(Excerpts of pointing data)
====

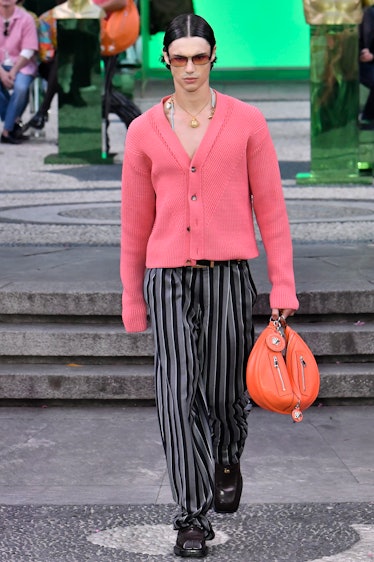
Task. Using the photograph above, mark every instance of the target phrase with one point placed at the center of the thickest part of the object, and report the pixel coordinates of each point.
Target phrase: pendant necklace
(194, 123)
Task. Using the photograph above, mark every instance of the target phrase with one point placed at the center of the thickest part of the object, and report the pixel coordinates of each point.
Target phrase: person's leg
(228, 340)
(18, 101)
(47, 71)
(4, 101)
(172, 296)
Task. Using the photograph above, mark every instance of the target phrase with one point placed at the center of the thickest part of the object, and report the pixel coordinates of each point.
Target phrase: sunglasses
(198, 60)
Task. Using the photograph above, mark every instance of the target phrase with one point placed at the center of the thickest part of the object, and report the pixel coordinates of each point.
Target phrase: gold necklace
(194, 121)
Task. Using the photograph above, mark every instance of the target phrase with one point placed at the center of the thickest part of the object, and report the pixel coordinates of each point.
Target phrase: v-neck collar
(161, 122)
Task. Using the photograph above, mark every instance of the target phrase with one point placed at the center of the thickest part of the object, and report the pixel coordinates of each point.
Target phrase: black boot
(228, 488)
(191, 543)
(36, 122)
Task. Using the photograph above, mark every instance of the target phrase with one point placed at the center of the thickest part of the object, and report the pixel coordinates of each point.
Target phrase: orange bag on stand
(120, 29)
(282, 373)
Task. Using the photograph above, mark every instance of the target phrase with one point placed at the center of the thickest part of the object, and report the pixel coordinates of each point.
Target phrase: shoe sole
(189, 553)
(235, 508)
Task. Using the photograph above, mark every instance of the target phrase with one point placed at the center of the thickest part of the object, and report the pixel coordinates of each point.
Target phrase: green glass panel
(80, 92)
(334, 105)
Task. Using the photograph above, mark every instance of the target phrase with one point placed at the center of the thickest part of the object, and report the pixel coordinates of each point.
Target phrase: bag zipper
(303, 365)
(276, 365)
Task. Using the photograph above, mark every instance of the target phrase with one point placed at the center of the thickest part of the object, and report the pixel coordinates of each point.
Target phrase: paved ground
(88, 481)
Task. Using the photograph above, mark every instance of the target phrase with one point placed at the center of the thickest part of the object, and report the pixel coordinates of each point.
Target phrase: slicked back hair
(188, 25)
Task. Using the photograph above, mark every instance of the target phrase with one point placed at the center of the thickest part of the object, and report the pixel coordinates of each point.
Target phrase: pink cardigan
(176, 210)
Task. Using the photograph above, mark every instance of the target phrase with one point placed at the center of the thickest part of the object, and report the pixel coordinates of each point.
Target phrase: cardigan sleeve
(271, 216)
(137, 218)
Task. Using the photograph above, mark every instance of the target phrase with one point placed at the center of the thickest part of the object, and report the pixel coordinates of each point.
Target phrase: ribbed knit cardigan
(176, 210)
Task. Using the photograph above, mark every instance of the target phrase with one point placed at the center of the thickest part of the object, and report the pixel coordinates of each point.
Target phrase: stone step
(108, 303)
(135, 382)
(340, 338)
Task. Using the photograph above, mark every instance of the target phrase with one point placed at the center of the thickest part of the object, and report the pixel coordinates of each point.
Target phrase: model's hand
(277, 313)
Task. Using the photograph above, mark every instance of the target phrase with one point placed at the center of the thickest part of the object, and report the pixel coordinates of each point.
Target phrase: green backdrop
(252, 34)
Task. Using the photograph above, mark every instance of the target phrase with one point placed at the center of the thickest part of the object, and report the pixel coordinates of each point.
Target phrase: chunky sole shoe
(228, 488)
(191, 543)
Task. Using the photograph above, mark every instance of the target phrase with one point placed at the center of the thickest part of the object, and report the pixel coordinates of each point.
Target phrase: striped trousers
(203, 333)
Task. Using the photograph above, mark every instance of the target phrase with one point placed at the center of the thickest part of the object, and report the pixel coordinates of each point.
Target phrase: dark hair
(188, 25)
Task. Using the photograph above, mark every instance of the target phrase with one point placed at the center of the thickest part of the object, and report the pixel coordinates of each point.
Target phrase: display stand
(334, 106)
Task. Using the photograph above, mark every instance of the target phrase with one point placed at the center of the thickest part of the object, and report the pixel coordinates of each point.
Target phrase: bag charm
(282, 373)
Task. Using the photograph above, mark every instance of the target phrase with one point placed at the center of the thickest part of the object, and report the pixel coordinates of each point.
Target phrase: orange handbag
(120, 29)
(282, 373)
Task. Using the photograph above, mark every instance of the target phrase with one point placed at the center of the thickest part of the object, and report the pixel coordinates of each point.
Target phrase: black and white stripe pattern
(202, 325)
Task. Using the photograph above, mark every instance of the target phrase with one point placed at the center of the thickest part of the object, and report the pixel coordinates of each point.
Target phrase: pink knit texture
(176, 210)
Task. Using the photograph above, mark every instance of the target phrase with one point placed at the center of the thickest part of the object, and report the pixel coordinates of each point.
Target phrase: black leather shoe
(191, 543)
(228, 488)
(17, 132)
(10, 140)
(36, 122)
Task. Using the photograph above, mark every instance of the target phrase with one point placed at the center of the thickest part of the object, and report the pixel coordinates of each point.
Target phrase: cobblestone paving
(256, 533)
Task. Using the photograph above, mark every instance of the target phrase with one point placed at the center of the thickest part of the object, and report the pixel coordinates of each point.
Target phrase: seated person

====

Leave out the pictures and repeat everything else in the records exactly.

● The completed task
Task. Using the photograph above, mark every instance of the target phrase with one point placed at the center of the thickest part of the object, and report the pixel coordinates of each point.
Target phrase: pendant necklace
(194, 123)
Task. Using the photograph above, mark every instance of the target phrase with one point placed at the center of the thickest part of the object, and report the pixel coordinates of each point.
Target phrase: person's leg
(228, 340)
(18, 101)
(47, 71)
(4, 101)
(172, 296)
Task. Using the photograph above, mark every instance of the target phrase with one point placed at the center of the thickest part of the object, and report the pixel coordinates of each point.
Target phrase: sunglasses
(198, 60)
Task. Using the photograph above, mark every instance of the target phrase with one point placed at the center of the thickest part of the object, and report the pixel coordinates of each point.
Target phrase: gold necklace
(194, 121)
Task. Using the photograph above, mark every instance of the target phrase with one point placed at the center of the thickest part of the object, and report the pixel coordinates of each point.
Target phrase: v-neck collar
(161, 122)
Task. Using the photograph above, mark every instance of the target phrase with one point placed at the center of the thickest part of the object, and report the pixel coordinates of each point.
Target phrase: black boot
(228, 488)
(191, 543)
(36, 122)
Task. Using the photograph above, mark every instance of the target phrase with one point placed at the center of the thickest part of the object, and report the pixel coordinates of each point.
Target phrase: orange bag on stand
(120, 29)
(282, 373)
Task. Using the photograph above, mark every instance of the target phrase with one point placed at the center of the thickest part of the object, and report the pixel coordinates of each point.
Target phrase: shoe sole
(189, 553)
(235, 508)
Task. Using the photograph above, mark every instance of the target phrase with one point placed at the center of the thickest part of the object, and report the pixel coordinates of each point.
Target phrase: green glass panel
(80, 92)
(334, 105)
Task. Using the photograph above, mark every instance of the target phrase with one point placed at the center of the thickest part of the object, and report the pixel coordinates of each point.
Target phrase: bag zipper
(303, 365)
(276, 365)
Task. Using the photograph above, mark every instance of the target phrase with one point placed at the center of the thickest part of the object, and report the pixel coordinates of each point.
Target phrase: paved ground
(88, 481)
Task. Using the photograph above, mark every instance of the target phrase with one point placed at the center of the thickest part of the object, and report the pixel coordinates of each point.
Target phrase: slicked back hair
(188, 25)
Task. Using the photograph above, mark every instance of the target phrase with one point placed at the center of the thickest part of the object, and report the pixel coordinates of each point.
Target phrase: pink cardigan
(176, 210)
Task. Using the photograph above, mark every instance of the target phrase with one point placed at the center of the thickest part of the object, and report the pixel coordinates of each point.
Target phrase: cardigan sleeve
(271, 216)
(137, 218)
Task. Using the photograph above, mark every instance of the target phrase with one point placed at the center of the thickest part of the object, and report the pixel coordinates of each point.
Target phrase: ribbed knit cardigan
(176, 210)
Task. Using the photograph above, mark every instance of the target phrase with one point placed at the center of the thickest part of the object, and report the pixel coordinates of each point.
Target phrase: stone step
(108, 303)
(135, 382)
(340, 338)
Task. Using the photograph above, mark every instance of the target phrase with one point placed at the center of the thickest part of the object, and report the pixel coordinates of each point.
Target phrase: model's hand
(277, 313)
Task. Using the photograph above, mark every instance of the target phrase with one point placed at the center of the thickest part of the object, and report the pixel coordinates of each point.
Target phrase: green backdrop
(252, 34)
Task. Using the photograph above, mark every instance of the target phrase with one point placed at the center of the thickest part of the object, and report the pixel coordinates of each point.
Target phrase: chunky sole shoe
(228, 488)
(191, 543)
Task. Using the photograph above, mark every instance of the target phrase with one point placed at the center of the thickest part of the object, and report the pixel coordinates of each point.
Target phrase: striped trousers
(203, 333)
Task. Using the photograph above, mark every instance of the target phrase with one point placed at the center of the thickest part of the object, and report the pixel coordinates of each point.
Target phrase: dark hair
(188, 25)
Task. Using the photograph above, mark every instance of the target phrase with one point placed at the center of the thickest part of the object, and report the pixel coordinates of each point.
Target phrase: display stand
(334, 106)
Task. Using the photograph above, mark every instance of the target phrase with one point placed at the center of the thickest part of the object, and report the pixel coordinates of each point.
Target phrase: bag charm
(282, 373)
Task. Using the photograph above, mark every instance of the target phrase with one point placed at the center of the thickest part of the object, and report the pixel coordinates of each point.
Target phrase: orange handbag
(120, 29)
(282, 373)
Task. Using the photograph above, mark every instance of the target phrase with one point placed at the center of the thickest part of the object, and report the pixel coordinates of each point.
Target phrase: black and white stripe pattern
(202, 325)
Task. Using the photograph above, mark every instance of the target phrase with one point placed at the center of the thickest part of the object, and report the pixel coordinates of each point.
Target phrase: pink knit texture
(176, 210)
Task. Using the photograph above, mark every instance of the target phrase with one point placed at the center of the thickest part of the object, and report the pixel coordinates of each point.
Target phrase: black leather shoe
(191, 543)
(228, 488)
(17, 132)
(10, 140)
(36, 122)
Task. Using the photograph above, mark every instance of the target phrase with one point placed at the center of the thickest part of the object, and report the pixel coordinates of each point.
Target phrase: cobblestone paving
(256, 533)
Task. Using the photograph above, mark every instance of the target phrase with one point placed at the center of the thickest part of the object, and report the pixel coordinates of each point.
Target phrase: seated person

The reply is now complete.